▸ DESCRIPTION OF THE TASK: The result should be the lines from the one that contains "Target: sunlit water surface" to the final line of the entries below, copied exactly and with no pictures.

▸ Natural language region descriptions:
------------
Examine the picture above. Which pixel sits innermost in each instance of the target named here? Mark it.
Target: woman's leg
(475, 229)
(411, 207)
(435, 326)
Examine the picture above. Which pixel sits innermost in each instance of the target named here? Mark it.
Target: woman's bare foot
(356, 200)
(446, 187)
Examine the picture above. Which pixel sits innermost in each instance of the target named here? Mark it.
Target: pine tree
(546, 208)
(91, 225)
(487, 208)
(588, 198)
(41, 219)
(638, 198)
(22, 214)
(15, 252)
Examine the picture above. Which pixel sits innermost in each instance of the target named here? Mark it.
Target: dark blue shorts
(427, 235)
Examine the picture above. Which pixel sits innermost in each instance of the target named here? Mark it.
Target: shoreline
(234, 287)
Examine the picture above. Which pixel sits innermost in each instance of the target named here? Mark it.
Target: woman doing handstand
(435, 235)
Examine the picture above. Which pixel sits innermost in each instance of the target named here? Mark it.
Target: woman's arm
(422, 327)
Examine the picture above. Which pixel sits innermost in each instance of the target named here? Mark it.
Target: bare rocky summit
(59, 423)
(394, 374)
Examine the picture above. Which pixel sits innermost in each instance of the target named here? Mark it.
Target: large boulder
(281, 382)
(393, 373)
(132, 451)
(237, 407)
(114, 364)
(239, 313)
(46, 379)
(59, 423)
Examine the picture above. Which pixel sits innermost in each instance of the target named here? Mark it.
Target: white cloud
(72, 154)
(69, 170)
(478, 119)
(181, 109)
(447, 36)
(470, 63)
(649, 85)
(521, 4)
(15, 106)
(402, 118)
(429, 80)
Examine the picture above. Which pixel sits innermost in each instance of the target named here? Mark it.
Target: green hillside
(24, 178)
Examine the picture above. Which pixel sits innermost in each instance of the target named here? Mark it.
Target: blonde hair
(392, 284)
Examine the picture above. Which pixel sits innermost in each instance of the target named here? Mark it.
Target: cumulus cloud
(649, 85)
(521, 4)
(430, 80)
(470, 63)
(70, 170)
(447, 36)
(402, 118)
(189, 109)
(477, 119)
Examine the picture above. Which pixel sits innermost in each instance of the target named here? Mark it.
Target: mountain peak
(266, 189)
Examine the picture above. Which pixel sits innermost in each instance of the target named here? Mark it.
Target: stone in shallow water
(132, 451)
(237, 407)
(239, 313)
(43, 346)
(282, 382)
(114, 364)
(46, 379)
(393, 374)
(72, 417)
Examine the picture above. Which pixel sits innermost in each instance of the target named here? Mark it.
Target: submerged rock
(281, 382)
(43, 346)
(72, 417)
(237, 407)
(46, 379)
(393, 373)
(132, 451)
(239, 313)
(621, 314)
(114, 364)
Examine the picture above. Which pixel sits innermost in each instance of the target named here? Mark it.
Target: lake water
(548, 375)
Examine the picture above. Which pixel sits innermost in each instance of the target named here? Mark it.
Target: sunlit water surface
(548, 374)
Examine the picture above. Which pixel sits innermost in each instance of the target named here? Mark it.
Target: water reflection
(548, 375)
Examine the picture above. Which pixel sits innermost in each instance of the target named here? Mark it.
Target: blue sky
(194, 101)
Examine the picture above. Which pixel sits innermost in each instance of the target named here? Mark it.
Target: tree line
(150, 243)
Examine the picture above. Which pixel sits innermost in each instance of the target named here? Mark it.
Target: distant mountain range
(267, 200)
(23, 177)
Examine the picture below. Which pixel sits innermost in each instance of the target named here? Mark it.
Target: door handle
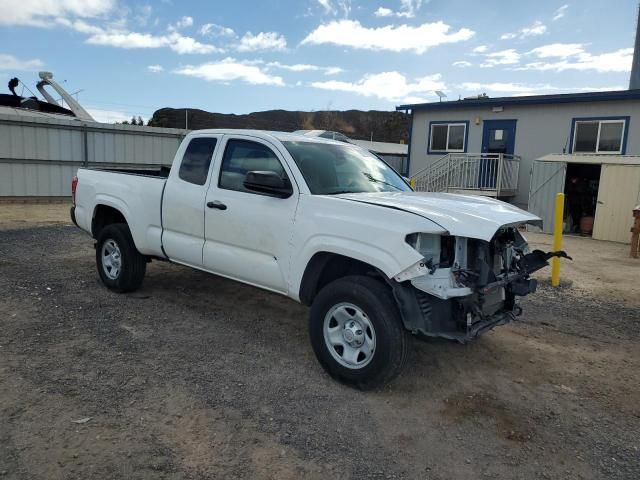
(217, 204)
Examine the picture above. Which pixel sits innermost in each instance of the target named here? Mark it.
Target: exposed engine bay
(465, 286)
------------
▸ TASK OUTPUT:
Target: sunlit water surface
(548, 374)
Examine the picture above. Which pixel sits innermost in each instance of the target named here? Mark it.
Target: water reflection
(548, 375)
Examine the picture above. Which pixel sits innermost in each instance of the target named here? Mark it.
Target: blue sky
(194, 101)
Examine the picture above. Which pixel sits innermost in each instance of the target named here? Mark it.
Target: tree line
(150, 243)
Examine the picture above. Which pixel sits innermost in each instance of the target named here? Mark it.
Target: distant mountain range
(267, 200)
(23, 177)
Examine the picture below. Which pixel sits innermost in each instance of the target named here? Mark it.
Target: door handle
(217, 204)
Examine the picture above. Which pixel sits innermost in each instance of the target named here? Mark it.
Target: exposed engine bay
(465, 286)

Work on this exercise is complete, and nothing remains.